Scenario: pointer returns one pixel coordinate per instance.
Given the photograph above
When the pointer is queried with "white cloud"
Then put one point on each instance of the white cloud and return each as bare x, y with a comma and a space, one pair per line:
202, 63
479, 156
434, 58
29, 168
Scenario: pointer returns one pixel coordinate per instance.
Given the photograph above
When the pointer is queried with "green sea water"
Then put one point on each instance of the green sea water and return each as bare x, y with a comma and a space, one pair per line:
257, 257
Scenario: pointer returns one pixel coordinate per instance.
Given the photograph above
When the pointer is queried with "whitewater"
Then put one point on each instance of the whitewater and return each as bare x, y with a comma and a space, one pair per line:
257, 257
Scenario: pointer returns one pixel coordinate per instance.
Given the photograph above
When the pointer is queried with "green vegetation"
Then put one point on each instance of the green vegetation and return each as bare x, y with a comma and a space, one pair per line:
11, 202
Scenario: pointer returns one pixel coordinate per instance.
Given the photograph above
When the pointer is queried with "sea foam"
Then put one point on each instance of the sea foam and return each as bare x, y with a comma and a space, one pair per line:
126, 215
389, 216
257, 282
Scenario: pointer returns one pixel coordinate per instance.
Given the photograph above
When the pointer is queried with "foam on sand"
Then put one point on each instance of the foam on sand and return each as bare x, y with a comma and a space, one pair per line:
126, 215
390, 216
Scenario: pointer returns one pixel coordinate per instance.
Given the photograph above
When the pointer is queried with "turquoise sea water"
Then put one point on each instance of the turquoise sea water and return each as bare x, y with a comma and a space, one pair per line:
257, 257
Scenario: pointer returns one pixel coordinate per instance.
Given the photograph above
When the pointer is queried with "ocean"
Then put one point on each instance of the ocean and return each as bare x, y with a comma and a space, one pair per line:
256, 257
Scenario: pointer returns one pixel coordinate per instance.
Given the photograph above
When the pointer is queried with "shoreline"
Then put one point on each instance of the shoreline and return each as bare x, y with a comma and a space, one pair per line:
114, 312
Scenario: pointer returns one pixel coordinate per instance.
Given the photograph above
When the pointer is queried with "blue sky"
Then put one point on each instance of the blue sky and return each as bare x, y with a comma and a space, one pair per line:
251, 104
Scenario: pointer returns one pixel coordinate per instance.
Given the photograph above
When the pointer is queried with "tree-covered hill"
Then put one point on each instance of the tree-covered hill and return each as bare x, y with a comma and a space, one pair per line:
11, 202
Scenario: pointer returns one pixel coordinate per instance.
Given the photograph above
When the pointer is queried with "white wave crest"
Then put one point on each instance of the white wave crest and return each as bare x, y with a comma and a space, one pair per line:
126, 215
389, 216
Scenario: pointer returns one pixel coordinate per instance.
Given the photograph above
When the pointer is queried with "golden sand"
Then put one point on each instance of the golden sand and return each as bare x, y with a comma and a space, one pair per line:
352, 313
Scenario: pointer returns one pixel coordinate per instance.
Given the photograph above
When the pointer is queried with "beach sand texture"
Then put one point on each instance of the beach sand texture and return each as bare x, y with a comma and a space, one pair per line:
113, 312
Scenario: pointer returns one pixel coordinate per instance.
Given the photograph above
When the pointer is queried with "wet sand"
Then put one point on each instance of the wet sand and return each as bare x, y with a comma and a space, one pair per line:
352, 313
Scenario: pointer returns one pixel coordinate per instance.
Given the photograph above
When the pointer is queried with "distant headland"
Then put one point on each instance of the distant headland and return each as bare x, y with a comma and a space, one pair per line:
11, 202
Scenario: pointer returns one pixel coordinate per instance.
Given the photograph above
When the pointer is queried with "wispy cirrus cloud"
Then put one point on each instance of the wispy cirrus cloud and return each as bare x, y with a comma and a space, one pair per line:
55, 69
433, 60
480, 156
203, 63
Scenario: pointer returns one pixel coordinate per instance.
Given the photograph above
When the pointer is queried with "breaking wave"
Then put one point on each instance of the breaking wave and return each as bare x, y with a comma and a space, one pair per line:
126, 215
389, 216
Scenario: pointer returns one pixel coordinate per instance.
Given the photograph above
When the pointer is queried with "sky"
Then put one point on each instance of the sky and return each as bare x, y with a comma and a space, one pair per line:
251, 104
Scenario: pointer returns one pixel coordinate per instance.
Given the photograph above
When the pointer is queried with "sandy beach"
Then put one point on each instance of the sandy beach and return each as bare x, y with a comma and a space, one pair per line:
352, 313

◇ ◇ ◇ ◇

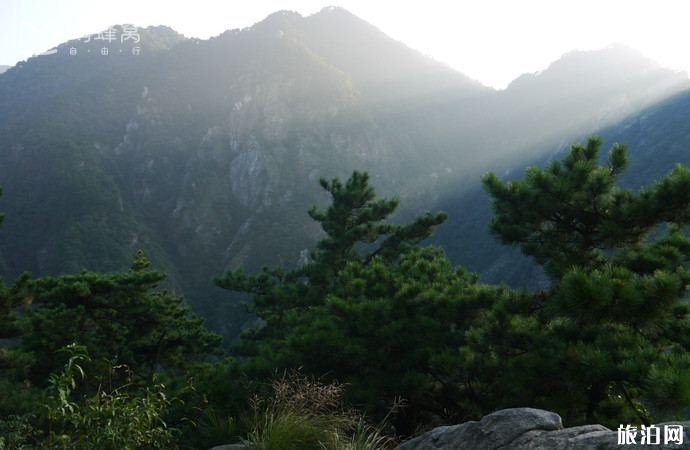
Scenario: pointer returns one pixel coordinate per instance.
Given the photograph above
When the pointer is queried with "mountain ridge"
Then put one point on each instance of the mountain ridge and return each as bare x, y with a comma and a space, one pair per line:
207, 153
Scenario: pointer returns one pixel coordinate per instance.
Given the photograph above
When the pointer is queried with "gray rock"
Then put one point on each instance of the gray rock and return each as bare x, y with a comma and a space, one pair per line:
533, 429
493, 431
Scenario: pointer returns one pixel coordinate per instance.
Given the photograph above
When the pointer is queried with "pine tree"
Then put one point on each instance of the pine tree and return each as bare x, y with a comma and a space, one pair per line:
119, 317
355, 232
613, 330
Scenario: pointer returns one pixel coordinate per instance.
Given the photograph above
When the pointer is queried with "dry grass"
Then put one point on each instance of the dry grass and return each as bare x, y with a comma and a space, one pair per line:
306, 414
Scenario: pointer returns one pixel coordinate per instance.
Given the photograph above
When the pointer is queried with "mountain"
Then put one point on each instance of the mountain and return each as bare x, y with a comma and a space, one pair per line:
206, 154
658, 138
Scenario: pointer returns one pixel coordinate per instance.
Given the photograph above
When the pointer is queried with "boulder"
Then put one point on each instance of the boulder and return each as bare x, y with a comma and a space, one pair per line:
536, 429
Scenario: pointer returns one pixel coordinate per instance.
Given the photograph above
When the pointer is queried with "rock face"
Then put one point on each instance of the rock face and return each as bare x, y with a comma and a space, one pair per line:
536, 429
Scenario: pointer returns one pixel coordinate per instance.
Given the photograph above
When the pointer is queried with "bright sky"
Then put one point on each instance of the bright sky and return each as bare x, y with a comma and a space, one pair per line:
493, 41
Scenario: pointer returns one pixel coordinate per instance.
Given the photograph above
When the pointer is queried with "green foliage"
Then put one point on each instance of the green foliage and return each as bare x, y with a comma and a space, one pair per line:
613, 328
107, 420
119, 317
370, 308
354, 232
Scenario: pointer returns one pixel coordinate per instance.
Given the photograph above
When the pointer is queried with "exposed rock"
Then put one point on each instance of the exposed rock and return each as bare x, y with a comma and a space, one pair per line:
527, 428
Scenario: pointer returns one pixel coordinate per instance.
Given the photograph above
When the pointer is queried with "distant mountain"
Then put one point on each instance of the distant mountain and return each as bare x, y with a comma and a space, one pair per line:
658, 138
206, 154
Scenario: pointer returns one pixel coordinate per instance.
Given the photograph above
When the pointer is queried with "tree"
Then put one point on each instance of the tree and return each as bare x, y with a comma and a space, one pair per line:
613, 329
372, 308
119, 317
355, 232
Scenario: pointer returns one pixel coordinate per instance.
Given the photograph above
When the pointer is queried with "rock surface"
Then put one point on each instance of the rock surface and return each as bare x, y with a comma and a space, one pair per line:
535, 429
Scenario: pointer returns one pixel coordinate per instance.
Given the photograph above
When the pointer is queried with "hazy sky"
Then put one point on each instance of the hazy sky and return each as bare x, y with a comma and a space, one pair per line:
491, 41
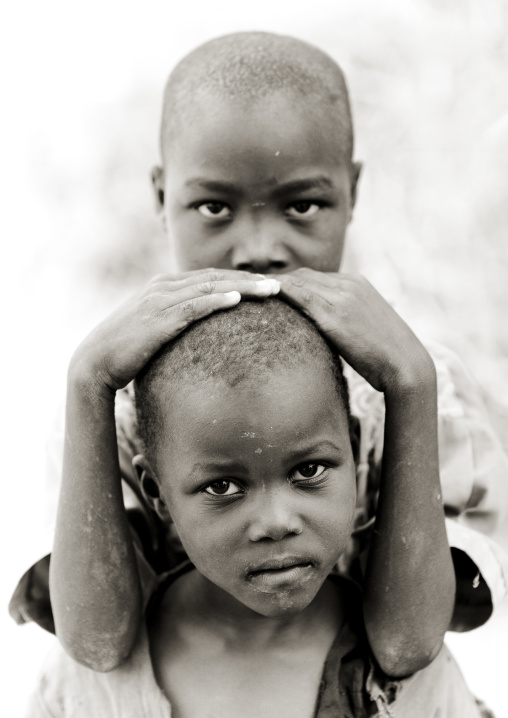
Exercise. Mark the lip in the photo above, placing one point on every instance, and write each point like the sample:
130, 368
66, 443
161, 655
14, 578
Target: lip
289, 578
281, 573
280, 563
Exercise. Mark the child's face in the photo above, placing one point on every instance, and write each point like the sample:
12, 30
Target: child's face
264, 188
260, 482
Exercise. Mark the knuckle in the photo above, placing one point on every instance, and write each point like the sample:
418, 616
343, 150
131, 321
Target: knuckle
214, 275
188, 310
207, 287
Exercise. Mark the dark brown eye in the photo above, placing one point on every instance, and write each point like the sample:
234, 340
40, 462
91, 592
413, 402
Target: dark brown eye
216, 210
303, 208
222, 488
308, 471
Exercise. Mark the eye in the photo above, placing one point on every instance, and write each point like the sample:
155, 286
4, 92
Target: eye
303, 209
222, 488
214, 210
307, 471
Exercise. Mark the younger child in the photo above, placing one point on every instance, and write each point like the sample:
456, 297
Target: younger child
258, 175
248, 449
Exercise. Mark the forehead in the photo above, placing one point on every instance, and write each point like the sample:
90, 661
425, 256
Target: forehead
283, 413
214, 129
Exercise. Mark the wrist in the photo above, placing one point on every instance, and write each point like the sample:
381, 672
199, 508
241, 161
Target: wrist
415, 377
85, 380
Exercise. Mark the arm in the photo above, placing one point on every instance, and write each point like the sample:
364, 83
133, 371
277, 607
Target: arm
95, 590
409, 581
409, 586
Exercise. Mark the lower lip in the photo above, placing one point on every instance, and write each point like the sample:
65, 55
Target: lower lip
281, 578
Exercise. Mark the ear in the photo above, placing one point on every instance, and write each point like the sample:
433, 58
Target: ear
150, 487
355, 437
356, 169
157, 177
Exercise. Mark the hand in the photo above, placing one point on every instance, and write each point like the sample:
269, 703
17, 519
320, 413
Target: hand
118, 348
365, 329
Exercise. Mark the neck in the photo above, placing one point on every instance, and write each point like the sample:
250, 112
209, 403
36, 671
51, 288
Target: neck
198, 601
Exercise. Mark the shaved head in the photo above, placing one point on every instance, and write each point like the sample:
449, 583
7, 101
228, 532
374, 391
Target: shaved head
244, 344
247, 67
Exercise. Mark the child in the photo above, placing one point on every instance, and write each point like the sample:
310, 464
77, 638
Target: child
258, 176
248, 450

◇ ◇ ◇ ◇

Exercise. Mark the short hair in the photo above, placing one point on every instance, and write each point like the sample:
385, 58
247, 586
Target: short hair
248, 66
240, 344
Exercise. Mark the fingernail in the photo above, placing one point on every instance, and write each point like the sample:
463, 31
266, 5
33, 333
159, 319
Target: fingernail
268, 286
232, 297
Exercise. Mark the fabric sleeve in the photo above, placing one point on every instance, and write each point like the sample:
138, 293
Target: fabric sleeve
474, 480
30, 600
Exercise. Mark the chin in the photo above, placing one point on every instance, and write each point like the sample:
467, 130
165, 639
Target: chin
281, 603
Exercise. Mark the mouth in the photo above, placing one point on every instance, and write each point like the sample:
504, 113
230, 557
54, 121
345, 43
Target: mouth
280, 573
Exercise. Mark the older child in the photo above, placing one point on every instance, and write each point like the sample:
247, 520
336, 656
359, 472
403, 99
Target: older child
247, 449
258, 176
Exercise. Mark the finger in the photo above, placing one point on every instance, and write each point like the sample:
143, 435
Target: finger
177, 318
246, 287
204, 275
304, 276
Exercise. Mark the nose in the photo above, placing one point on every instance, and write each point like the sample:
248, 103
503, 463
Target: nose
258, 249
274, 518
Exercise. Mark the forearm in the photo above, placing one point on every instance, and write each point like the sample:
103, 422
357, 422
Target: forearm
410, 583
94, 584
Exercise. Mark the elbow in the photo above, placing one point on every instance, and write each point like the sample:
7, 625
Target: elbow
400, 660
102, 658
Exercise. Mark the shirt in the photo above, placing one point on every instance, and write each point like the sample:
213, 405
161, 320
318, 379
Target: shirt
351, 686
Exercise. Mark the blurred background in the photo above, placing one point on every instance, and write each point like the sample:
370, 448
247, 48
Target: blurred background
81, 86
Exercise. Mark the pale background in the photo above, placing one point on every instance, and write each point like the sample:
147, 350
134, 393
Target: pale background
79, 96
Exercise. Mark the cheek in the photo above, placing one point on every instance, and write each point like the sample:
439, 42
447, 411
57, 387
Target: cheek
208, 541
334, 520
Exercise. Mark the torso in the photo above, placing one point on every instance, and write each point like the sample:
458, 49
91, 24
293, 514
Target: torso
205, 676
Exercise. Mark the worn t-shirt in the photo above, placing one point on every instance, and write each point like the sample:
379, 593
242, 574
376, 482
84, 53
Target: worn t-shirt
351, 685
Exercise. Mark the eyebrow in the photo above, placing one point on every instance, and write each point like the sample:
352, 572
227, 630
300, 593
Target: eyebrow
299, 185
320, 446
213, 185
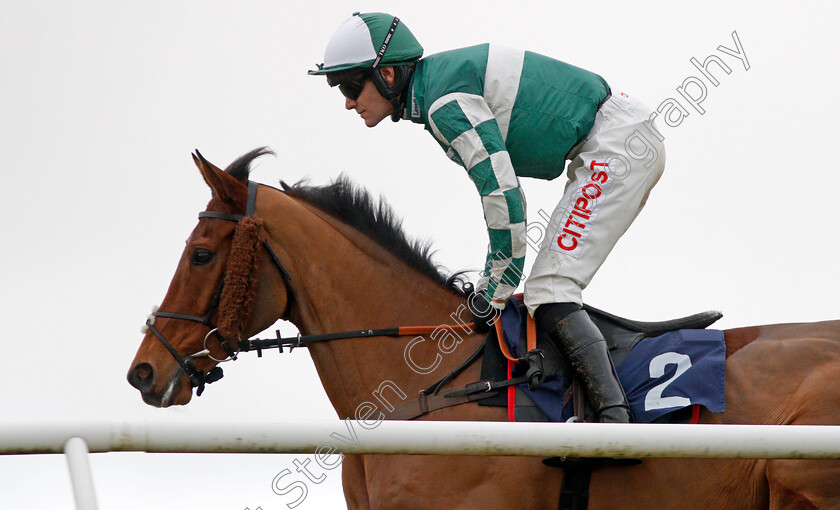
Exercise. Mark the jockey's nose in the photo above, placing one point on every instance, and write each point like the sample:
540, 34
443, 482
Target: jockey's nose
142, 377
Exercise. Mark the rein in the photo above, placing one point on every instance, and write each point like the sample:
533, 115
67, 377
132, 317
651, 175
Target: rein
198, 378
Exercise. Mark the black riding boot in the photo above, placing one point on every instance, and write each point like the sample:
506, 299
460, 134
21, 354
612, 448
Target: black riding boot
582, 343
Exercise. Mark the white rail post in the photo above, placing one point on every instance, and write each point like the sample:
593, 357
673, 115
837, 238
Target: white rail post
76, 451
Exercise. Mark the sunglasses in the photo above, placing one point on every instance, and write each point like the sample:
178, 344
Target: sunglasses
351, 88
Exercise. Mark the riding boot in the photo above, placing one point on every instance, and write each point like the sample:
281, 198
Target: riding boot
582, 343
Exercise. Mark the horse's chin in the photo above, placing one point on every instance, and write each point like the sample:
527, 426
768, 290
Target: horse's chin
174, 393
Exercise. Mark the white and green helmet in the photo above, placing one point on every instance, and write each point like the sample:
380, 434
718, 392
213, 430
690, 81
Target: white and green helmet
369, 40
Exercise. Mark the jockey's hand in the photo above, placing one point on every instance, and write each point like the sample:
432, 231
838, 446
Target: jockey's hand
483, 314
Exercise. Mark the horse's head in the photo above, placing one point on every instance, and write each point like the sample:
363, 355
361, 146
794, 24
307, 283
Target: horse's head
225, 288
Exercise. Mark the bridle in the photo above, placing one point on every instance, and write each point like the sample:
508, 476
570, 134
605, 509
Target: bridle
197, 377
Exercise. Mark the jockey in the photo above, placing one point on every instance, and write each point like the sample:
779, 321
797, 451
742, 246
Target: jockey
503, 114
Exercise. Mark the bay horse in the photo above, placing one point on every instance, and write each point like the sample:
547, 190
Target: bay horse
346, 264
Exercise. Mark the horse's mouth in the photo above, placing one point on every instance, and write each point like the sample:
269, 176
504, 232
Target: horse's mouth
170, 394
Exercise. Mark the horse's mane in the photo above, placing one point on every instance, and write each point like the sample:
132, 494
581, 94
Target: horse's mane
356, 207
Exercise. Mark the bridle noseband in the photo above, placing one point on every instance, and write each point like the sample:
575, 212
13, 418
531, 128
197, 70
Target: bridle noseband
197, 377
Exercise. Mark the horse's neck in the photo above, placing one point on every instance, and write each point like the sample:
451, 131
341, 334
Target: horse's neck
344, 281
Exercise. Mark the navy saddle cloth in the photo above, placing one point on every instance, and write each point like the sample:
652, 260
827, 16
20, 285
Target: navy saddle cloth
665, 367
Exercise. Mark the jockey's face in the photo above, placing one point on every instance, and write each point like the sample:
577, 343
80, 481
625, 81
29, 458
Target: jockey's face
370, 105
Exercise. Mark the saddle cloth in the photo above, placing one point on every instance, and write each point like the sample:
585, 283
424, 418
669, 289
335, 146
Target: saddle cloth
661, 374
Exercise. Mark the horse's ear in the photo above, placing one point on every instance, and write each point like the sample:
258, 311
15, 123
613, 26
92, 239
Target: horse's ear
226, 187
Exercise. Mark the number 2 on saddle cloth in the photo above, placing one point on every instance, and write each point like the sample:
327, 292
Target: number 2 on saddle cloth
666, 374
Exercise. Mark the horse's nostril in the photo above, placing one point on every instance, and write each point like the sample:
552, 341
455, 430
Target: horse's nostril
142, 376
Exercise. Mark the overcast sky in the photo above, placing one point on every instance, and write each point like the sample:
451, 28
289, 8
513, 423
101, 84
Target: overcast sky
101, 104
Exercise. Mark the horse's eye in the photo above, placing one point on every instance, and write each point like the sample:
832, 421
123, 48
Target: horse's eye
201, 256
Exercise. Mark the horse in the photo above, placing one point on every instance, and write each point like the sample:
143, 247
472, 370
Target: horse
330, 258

◇ ◇ ◇ ◇

● **Tarea**
Filtra las entradas de arriba y copia, sin cambios, cada línea que contenga la palabra "vegetation".

● **Respuesta**
When the pointer is queried with "green vegetation"
Then put one point on each instance of the green vegetation and return each as bare x, y with a comma and a space, one pair per line:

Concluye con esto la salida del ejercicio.